Your assignment
Reproduce the records exactly through the line with "Tag one point on each instance of the man with".

Information provided
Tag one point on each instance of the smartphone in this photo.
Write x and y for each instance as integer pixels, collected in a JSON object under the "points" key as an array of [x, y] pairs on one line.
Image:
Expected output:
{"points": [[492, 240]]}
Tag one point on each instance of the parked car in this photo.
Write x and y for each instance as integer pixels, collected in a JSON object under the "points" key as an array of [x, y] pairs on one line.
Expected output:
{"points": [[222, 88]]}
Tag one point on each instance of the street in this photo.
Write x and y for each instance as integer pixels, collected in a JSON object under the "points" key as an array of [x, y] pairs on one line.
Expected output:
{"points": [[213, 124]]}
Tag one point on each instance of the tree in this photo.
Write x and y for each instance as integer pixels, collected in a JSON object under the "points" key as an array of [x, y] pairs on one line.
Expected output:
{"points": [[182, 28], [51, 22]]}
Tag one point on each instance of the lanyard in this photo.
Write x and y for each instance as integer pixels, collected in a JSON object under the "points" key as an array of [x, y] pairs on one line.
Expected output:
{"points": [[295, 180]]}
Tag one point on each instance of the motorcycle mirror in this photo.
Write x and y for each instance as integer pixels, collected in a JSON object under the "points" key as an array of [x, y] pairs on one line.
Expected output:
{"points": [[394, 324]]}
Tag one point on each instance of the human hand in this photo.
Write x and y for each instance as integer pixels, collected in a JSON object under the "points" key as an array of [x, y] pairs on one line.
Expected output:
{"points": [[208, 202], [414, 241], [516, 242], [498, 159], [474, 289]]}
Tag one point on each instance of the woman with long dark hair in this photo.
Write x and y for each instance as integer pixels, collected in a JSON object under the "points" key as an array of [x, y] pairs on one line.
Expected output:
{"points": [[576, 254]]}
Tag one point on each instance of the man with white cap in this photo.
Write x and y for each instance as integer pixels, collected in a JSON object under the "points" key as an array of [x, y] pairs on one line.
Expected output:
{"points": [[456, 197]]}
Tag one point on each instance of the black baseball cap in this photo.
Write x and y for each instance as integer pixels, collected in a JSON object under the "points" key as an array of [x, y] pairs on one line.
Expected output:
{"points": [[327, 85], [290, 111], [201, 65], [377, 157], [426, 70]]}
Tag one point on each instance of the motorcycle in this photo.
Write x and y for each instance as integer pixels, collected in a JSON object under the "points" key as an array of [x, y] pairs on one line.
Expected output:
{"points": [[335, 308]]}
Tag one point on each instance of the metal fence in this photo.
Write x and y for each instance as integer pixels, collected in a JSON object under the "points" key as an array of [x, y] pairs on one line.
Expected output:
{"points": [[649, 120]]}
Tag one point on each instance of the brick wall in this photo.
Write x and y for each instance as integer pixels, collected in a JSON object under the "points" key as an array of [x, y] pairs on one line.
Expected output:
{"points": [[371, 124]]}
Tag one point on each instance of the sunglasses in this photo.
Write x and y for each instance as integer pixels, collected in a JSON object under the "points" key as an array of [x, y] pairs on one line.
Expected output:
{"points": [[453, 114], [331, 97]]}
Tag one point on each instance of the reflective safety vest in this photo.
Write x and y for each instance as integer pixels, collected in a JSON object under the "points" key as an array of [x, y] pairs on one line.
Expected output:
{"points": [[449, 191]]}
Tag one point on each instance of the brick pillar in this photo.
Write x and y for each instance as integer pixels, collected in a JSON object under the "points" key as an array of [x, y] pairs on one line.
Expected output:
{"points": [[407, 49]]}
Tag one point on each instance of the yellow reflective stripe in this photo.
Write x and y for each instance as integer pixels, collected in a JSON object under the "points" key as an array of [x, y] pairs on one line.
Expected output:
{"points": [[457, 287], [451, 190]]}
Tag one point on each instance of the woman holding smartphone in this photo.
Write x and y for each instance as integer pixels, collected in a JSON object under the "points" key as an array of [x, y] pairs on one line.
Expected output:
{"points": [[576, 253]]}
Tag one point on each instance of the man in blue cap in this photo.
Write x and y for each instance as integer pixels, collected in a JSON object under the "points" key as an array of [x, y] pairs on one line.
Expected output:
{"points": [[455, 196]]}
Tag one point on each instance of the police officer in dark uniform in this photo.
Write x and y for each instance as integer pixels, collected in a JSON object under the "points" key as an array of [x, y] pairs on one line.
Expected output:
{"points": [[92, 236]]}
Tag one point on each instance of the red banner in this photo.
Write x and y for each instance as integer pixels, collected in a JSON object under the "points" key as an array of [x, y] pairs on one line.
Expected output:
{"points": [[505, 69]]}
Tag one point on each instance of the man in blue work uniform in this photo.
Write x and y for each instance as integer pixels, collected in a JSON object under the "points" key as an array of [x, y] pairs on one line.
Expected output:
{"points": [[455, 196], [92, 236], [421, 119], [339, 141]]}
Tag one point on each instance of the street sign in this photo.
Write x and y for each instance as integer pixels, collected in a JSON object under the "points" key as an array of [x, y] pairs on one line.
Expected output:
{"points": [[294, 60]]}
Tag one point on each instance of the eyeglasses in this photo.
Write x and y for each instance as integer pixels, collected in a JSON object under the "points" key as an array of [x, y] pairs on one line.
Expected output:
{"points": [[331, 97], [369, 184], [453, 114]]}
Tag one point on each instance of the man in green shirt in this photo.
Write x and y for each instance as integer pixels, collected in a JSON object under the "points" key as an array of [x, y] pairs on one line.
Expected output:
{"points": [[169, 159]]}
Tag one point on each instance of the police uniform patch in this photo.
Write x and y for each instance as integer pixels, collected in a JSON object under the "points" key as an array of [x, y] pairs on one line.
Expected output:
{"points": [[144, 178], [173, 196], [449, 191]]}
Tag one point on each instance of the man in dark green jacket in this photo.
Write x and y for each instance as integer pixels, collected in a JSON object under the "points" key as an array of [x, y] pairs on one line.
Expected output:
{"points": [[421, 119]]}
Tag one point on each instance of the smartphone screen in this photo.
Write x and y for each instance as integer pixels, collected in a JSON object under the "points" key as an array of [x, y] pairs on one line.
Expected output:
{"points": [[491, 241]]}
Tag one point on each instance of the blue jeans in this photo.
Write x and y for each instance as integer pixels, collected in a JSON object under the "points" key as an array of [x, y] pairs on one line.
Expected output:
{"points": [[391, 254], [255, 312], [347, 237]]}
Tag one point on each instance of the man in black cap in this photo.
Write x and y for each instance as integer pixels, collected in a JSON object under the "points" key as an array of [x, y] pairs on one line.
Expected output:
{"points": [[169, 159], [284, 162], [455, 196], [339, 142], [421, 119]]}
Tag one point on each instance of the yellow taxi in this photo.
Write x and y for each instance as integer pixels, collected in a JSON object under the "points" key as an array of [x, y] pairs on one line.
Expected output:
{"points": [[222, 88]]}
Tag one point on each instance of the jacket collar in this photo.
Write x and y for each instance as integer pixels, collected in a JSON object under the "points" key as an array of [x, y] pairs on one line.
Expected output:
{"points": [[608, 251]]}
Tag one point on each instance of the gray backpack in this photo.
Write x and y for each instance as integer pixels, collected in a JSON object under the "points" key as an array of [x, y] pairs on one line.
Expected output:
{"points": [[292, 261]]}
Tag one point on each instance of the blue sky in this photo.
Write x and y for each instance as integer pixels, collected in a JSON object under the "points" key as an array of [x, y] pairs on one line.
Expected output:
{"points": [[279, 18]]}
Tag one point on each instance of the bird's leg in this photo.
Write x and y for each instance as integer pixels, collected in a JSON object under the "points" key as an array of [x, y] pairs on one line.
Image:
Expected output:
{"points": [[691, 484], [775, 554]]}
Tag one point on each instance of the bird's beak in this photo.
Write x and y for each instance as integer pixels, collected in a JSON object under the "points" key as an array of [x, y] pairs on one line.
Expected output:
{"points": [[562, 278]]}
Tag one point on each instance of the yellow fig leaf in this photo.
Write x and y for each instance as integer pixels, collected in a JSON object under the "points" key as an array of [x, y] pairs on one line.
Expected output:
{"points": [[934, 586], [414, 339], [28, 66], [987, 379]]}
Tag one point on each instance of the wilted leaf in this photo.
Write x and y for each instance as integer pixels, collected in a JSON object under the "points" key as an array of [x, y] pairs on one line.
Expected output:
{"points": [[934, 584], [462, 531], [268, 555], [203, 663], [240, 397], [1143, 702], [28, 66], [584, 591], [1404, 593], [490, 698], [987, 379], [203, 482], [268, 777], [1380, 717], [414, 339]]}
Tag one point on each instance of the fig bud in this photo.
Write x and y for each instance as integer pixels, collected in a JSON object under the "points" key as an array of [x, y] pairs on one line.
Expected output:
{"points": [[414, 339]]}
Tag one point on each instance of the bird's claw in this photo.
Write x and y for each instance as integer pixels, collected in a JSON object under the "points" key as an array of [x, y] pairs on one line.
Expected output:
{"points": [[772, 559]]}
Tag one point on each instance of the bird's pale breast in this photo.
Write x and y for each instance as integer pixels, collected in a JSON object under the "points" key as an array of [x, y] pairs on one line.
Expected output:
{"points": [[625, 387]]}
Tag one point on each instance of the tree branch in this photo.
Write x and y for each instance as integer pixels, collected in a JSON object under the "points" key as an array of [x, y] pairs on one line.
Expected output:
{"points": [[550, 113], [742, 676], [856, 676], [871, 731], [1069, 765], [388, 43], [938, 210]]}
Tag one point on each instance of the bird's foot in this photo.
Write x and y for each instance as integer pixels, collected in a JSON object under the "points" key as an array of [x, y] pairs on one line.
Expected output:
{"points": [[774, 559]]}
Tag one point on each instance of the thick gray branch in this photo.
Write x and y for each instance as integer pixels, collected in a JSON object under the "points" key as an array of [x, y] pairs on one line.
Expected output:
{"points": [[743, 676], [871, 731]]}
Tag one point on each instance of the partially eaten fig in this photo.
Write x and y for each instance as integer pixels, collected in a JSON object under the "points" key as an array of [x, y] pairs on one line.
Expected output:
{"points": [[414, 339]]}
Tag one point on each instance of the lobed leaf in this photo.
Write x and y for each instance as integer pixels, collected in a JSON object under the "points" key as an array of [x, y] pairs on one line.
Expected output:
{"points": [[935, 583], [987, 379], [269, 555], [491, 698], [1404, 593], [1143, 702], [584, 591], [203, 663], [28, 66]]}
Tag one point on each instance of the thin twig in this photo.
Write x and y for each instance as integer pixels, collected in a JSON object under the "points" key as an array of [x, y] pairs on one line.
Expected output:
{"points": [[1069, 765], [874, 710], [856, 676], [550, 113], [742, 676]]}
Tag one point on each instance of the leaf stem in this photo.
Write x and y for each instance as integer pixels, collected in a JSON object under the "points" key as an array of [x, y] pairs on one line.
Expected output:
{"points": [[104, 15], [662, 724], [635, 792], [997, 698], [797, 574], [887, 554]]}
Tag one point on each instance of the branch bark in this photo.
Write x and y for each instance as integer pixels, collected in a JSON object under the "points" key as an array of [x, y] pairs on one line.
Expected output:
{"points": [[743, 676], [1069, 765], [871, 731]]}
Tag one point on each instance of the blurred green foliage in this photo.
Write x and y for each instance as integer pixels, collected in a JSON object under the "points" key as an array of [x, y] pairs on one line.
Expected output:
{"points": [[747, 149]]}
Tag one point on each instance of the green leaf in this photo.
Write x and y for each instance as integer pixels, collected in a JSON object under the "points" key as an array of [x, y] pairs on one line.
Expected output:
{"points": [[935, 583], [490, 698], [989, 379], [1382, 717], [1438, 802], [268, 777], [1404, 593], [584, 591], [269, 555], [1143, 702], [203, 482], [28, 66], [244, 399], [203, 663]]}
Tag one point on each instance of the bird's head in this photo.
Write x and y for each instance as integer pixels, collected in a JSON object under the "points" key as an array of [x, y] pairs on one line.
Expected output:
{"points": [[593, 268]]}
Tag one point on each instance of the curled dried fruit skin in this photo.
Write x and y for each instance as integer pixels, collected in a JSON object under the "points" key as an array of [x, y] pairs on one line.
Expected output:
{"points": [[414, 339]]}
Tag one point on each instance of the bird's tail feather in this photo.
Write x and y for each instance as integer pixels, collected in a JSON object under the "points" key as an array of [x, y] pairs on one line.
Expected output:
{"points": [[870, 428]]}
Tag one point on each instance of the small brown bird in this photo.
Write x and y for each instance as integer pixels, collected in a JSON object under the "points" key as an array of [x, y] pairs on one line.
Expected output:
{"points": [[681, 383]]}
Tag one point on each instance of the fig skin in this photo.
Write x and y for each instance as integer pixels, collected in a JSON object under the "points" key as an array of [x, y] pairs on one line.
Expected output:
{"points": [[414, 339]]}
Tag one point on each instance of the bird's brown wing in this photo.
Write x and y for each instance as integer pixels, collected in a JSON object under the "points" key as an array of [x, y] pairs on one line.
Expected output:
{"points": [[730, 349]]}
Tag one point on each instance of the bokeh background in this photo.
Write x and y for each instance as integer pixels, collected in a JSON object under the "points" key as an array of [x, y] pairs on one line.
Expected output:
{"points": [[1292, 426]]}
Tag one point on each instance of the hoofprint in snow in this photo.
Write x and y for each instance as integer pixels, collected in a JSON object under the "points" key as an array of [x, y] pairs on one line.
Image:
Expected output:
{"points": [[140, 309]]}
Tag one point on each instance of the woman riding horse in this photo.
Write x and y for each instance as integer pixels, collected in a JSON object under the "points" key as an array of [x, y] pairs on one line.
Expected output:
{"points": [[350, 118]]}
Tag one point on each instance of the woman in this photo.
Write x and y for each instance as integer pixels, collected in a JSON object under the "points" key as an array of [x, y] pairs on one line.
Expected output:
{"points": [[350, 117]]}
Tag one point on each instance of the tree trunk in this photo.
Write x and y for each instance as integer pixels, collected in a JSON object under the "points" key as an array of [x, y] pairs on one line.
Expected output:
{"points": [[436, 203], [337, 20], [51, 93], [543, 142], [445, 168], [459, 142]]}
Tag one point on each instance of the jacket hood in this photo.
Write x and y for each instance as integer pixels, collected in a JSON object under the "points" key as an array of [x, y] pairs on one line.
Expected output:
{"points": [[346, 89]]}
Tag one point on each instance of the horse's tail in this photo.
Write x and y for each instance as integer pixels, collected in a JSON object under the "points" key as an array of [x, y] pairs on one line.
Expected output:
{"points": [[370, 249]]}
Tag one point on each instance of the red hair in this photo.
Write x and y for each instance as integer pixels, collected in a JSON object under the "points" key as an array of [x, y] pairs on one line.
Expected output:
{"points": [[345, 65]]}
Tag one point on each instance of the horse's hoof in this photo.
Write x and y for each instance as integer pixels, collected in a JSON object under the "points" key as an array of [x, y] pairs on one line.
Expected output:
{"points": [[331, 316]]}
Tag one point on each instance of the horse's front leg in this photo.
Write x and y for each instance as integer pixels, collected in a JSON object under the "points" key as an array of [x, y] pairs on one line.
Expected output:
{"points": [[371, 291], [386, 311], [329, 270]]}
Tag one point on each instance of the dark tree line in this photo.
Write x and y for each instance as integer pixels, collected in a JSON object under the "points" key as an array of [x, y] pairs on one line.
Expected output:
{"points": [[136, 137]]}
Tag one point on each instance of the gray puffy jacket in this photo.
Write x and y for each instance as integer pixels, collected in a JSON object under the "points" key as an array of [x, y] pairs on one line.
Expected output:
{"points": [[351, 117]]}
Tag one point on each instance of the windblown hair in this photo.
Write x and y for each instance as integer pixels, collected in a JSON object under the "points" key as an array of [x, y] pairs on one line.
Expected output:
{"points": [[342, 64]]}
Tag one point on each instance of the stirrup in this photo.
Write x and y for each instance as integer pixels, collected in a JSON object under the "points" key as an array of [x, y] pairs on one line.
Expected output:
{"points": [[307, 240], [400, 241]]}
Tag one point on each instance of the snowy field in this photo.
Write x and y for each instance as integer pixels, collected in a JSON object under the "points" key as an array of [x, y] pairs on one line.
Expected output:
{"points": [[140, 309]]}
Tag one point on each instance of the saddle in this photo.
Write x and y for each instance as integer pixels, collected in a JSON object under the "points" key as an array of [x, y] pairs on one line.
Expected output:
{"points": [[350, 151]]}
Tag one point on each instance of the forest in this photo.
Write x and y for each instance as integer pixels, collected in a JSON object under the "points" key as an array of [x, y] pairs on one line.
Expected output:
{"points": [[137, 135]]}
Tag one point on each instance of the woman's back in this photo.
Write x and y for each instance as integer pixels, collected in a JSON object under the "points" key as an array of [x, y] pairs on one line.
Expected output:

Reply
Tag one point on each instance of the smartphone in this photo.
Write x and y for each instance as integer pixels, collected in a JSON object under the "points" key as an array of [x, y] pairs on one line.
Image:
Expected output:
{"points": [[492, 240]]}
Tag one point on each instance of the parked car in this photo.
Write x and y for each instance as integer pixels, collected in a JSON object under the "points" key as an array of [x, y] pairs on one line.
Expected output:
{"points": [[222, 88]]}
Tag one point on each instance of the street in this photo.
Write x and y for each instance as integer pixels, collected in a JSON object under the "points" key as an array of [x, y] pairs on one line.
Expected output:
{"points": [[213, 124]]}
Tag one point on each instance of the tree in this photo.
Write x and y for each instance as integer pixels, collected in a JSON object under the "points" key as an array of [x, y] pairs on one line.
Expected output:
{"points": [[182, 28], [51, 22]]}
Tag one point on each instance of the lanyard in this photo.
Write x and y for each instance as integer pixels, collected in a JSON object under the "points" key as an array of [x, y] pairs on one line.
Expected output:
{"points": [[295, 180]]}
Tag one point on each instance of the motorcycle mirror in this photo.
Write x and y for each instance as integer pixels, collected in a JSON object under the "points" key as an array of [x, y] pairs on one line.
Expected output:
{"points": [[394, 324]]}
Tag one point on each instance of the human hand in this photo.
Write x and y for each instance as integer pixels, collected in a JSON object under the "points" key as an array of [x, y] pairs on one line.
Expected output:
{"points": [[208, 202], [414, 241], [516, 242], [498, 159], [474, 289]]}
Tag one point on each instance of the woman with long dark hair in this photo.
Write x and y for each instance as integer pixels, collected in a JSON object under the "points" key as an array of [x, y] pairs on one line.
Expected output:
{"points": [[576, 254]]}
Tag one point on each instance of the man with white cap in this photo.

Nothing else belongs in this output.